** THE DATA follows **

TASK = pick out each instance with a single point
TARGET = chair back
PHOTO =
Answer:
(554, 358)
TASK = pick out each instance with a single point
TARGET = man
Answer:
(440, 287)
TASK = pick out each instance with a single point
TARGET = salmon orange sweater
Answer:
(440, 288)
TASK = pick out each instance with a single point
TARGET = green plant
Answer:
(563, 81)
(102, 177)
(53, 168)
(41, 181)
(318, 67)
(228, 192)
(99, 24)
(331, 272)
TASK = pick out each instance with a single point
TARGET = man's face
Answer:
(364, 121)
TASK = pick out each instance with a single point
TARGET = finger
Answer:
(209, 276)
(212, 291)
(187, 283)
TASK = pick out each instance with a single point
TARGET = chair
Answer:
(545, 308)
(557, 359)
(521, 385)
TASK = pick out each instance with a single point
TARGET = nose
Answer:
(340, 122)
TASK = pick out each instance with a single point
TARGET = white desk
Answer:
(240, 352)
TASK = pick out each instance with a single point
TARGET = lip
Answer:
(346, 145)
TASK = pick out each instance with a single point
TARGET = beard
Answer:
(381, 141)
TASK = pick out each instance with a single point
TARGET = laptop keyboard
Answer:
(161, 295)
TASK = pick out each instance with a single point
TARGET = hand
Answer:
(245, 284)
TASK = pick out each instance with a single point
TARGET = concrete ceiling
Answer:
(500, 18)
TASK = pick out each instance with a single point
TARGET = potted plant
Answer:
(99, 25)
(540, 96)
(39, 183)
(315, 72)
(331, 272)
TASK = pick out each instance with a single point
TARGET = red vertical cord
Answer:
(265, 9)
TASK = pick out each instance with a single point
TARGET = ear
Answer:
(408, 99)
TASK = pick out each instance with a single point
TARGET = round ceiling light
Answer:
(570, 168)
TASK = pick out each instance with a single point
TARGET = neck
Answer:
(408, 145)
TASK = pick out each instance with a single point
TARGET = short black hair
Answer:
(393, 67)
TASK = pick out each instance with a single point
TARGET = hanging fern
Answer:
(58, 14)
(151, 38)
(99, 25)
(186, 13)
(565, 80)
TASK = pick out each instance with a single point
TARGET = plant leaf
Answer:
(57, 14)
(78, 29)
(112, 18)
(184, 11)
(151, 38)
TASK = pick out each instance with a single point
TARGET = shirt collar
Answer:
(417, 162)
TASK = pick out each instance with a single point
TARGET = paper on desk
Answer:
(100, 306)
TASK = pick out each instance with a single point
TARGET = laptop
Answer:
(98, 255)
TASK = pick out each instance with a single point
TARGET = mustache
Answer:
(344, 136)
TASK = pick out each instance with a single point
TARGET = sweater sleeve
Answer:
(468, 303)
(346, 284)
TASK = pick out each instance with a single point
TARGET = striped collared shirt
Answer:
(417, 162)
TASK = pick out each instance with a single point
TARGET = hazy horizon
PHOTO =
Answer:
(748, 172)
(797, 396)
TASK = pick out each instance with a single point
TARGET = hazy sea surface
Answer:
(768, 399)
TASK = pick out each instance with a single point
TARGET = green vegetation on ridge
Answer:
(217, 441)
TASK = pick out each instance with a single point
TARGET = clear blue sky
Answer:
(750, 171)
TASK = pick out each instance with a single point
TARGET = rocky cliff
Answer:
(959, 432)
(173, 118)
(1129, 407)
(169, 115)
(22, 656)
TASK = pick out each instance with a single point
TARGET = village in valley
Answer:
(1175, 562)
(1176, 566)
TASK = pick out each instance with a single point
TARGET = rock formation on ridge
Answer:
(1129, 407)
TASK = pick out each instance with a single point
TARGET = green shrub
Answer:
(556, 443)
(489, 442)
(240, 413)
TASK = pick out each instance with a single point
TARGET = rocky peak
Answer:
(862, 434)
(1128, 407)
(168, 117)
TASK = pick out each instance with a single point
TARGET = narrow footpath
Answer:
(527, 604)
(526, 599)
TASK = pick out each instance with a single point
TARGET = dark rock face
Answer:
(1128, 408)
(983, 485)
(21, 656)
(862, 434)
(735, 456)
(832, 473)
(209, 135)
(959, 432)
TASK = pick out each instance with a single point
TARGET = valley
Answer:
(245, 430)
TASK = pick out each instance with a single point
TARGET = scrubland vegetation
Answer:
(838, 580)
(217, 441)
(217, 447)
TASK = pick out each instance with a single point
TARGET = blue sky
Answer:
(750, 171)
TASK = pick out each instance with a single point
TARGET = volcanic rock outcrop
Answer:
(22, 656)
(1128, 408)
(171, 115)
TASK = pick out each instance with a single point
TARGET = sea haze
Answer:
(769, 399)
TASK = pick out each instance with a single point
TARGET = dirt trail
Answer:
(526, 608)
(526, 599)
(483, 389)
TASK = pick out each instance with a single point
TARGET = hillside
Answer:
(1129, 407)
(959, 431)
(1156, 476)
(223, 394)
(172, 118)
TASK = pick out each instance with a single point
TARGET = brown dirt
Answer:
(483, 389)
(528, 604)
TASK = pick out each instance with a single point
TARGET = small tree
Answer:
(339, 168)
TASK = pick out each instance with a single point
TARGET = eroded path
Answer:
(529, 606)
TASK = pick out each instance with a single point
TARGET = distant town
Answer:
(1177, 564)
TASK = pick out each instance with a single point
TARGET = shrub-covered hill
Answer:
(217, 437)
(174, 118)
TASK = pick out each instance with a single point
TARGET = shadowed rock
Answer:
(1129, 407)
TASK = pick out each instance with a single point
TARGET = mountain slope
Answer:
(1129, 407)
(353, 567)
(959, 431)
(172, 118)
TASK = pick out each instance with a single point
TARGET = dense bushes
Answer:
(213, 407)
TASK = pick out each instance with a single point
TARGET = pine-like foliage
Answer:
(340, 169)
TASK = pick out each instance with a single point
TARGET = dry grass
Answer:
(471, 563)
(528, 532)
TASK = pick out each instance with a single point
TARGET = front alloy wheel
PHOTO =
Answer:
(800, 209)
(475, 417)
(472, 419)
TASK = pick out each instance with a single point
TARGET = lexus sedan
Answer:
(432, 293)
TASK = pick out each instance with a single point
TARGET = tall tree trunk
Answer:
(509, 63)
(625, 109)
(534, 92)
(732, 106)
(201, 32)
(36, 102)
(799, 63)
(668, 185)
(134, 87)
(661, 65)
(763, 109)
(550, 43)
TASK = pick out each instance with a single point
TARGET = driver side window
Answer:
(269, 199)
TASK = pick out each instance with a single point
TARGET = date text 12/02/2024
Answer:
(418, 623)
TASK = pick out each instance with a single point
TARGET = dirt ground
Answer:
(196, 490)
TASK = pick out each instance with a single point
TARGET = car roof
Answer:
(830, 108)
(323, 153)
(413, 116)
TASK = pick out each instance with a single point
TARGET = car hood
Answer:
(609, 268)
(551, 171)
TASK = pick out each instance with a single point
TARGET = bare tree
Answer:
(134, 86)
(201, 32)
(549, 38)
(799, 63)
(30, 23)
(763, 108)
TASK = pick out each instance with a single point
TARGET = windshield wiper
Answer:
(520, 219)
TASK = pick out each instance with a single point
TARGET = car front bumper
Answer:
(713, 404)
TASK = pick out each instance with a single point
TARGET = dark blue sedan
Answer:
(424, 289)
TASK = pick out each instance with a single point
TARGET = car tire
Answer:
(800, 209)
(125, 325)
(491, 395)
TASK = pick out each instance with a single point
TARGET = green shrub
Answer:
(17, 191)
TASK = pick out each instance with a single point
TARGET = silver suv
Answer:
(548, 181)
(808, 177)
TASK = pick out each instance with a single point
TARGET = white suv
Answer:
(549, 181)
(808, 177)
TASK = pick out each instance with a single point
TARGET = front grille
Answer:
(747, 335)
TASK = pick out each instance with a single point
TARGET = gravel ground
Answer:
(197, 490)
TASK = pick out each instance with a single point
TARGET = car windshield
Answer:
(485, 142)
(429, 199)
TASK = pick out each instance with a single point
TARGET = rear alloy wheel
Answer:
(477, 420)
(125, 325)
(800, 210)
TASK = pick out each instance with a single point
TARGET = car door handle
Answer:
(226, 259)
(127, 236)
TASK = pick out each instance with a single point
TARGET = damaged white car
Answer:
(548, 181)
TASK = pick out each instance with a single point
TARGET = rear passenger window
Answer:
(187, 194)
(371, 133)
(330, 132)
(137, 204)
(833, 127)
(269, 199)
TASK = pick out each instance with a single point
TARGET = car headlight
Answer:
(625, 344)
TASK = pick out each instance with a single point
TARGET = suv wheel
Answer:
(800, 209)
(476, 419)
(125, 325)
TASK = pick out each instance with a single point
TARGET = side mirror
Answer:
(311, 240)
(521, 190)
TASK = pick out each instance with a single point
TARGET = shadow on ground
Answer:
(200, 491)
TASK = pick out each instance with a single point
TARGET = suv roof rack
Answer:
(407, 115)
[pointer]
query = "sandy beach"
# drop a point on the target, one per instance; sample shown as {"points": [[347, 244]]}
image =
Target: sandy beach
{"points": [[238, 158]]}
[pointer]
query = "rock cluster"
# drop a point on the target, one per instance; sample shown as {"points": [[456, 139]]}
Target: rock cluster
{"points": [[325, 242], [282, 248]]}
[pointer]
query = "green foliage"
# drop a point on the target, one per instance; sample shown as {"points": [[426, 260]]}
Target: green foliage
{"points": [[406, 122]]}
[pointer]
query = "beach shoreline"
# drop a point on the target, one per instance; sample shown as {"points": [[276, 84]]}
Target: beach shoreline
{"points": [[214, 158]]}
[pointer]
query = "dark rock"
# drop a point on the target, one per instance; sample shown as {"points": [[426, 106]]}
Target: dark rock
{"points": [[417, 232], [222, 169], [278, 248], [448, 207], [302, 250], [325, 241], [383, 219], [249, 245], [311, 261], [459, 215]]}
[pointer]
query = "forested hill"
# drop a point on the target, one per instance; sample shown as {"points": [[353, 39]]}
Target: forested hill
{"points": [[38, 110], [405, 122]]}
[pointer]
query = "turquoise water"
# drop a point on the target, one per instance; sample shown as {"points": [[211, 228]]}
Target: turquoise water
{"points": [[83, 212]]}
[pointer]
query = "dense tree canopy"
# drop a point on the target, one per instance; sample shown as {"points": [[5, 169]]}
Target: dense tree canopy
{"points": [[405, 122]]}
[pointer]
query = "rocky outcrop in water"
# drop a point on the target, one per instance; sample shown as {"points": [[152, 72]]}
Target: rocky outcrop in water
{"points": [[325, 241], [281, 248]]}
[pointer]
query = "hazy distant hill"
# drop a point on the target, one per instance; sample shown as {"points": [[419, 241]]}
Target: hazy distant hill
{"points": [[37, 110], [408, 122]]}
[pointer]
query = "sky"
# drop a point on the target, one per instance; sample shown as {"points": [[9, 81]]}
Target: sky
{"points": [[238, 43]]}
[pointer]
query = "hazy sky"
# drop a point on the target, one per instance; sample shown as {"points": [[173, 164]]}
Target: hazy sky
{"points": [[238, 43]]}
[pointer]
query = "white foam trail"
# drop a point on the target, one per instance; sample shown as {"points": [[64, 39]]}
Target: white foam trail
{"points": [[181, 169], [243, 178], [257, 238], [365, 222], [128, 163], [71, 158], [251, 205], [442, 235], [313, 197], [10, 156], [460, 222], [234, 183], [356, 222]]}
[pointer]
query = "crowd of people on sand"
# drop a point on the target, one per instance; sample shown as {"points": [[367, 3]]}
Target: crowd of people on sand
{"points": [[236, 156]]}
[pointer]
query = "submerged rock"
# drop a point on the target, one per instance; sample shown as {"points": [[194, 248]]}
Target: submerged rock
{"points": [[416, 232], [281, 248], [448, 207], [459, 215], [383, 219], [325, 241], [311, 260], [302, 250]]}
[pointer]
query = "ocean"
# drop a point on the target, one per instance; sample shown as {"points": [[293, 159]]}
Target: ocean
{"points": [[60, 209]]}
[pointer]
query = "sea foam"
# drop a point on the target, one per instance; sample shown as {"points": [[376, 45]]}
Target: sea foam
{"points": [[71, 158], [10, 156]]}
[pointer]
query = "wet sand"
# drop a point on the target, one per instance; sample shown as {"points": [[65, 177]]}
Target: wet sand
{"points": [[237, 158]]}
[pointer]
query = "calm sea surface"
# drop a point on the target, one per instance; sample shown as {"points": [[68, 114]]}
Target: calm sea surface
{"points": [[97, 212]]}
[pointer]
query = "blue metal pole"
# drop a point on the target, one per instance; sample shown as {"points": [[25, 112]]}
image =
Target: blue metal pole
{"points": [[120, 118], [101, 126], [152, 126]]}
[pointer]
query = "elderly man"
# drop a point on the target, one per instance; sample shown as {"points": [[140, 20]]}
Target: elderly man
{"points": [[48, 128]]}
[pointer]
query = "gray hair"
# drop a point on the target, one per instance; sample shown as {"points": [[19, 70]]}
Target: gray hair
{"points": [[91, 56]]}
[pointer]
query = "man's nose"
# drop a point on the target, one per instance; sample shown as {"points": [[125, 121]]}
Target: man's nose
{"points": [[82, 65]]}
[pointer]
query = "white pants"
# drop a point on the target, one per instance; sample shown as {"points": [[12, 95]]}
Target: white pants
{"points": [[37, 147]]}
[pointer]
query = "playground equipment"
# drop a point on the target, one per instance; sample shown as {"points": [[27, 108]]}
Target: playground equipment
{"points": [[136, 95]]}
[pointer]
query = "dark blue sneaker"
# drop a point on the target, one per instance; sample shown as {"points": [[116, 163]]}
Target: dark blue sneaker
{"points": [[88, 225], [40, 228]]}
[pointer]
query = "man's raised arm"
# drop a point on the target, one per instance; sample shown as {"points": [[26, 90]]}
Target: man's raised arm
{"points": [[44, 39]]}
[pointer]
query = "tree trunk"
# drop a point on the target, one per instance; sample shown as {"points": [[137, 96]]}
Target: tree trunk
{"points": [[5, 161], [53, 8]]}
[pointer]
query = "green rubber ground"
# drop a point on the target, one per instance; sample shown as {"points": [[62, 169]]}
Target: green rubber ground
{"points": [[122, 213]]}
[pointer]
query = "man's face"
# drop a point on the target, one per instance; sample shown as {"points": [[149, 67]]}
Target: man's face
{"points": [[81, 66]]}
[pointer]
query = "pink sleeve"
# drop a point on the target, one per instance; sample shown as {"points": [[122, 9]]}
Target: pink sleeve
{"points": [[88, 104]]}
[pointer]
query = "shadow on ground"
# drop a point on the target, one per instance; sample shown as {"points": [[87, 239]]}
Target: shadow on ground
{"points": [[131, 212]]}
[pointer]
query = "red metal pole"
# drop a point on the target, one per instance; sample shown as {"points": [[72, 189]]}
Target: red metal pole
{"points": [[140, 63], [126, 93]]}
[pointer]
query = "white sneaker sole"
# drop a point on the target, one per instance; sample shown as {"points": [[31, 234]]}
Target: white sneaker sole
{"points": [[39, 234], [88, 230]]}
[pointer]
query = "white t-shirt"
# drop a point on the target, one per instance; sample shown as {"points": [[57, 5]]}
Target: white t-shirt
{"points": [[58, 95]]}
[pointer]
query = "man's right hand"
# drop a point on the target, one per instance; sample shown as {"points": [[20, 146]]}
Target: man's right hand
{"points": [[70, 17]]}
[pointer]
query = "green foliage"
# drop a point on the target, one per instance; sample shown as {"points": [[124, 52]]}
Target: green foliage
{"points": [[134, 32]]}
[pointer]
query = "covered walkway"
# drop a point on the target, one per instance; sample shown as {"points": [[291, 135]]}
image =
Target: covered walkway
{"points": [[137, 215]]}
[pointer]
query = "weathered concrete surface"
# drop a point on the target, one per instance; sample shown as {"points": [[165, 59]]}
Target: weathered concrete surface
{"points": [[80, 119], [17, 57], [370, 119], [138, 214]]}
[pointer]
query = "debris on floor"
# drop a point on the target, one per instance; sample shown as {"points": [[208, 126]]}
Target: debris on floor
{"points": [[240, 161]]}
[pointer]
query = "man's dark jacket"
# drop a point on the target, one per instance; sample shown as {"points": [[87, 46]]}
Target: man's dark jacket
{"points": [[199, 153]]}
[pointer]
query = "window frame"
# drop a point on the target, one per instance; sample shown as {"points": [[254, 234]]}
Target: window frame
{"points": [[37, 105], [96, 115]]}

** End of THE DATA **

### [WHAT YOU WILL DO]
Look through the listing and extract every line with "valley" in it.

### [WRITTEN REPLY]
TARGET = village in valley
TARGET = valley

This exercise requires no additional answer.